====== DATA SHOWN

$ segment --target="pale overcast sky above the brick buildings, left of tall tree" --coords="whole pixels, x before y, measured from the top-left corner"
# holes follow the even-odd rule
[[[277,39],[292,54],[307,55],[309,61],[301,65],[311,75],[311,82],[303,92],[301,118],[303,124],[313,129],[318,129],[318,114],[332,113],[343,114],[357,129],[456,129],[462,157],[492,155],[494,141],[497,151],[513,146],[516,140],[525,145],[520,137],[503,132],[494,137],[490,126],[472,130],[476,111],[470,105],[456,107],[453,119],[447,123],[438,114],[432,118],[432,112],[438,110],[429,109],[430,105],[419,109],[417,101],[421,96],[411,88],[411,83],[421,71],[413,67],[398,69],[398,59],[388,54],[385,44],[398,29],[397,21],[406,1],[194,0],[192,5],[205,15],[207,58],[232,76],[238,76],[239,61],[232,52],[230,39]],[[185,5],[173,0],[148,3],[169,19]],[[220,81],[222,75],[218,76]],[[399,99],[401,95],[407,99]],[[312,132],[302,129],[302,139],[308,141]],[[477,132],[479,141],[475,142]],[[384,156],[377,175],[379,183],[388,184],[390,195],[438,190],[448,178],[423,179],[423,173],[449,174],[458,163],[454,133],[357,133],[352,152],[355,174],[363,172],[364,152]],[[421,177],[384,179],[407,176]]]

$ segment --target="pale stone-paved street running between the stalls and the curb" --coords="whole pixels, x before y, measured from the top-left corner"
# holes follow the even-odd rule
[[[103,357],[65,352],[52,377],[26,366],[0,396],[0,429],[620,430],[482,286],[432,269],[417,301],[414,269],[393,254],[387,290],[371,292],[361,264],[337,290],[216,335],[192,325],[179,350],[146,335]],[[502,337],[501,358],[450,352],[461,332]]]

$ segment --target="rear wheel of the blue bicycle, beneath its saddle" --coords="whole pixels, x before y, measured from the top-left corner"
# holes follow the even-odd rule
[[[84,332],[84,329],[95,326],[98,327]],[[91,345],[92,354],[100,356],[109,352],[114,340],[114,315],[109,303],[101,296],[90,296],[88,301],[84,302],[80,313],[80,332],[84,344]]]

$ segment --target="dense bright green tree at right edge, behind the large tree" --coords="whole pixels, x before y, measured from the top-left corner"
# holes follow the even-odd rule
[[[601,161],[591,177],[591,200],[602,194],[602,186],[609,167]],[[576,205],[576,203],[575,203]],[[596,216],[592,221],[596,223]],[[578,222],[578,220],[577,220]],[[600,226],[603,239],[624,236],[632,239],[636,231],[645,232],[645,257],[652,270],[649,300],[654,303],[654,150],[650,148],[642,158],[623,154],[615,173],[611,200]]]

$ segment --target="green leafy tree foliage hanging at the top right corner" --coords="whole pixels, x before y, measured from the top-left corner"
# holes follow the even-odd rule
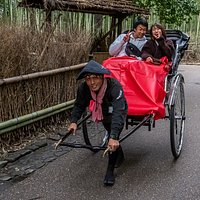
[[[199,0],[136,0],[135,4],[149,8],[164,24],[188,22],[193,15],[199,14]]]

============
====== DATA SHOWN

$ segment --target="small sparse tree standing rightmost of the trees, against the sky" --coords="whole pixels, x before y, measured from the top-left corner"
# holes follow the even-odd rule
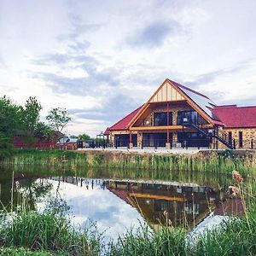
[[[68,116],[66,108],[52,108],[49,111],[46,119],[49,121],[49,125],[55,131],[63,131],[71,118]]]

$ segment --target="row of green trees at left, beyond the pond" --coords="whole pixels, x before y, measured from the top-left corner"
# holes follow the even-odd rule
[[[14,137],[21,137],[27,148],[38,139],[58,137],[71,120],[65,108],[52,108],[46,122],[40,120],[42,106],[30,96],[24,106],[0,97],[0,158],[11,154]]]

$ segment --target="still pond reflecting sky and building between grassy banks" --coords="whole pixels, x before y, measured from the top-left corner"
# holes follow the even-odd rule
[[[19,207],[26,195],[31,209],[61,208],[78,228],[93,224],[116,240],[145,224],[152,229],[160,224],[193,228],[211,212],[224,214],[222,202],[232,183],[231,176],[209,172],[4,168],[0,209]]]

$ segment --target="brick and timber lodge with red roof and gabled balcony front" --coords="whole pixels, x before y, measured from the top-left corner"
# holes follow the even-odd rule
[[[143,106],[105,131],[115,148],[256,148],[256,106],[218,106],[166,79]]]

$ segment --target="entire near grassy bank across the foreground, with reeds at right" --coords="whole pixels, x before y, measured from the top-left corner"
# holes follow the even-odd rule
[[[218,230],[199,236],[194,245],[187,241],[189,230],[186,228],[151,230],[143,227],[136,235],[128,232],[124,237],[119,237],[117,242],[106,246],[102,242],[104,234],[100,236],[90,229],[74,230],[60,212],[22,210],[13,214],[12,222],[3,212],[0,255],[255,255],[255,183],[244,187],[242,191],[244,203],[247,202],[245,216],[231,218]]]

============

> [TASK INSTRUCTIONS]: All lines holding the word "between" must be found in the listing and copied.

> [WRITTEN RESPONSE]:
$ segment --target="pale stone-paved street running between the stalls and the curb" --coords="whole pixels, x before y, measured from the top-left corner"
$ segment --target="still pond reflecting sky and building between grassy banks" --coords="whole pixels, x before y, measured from the top-left corner"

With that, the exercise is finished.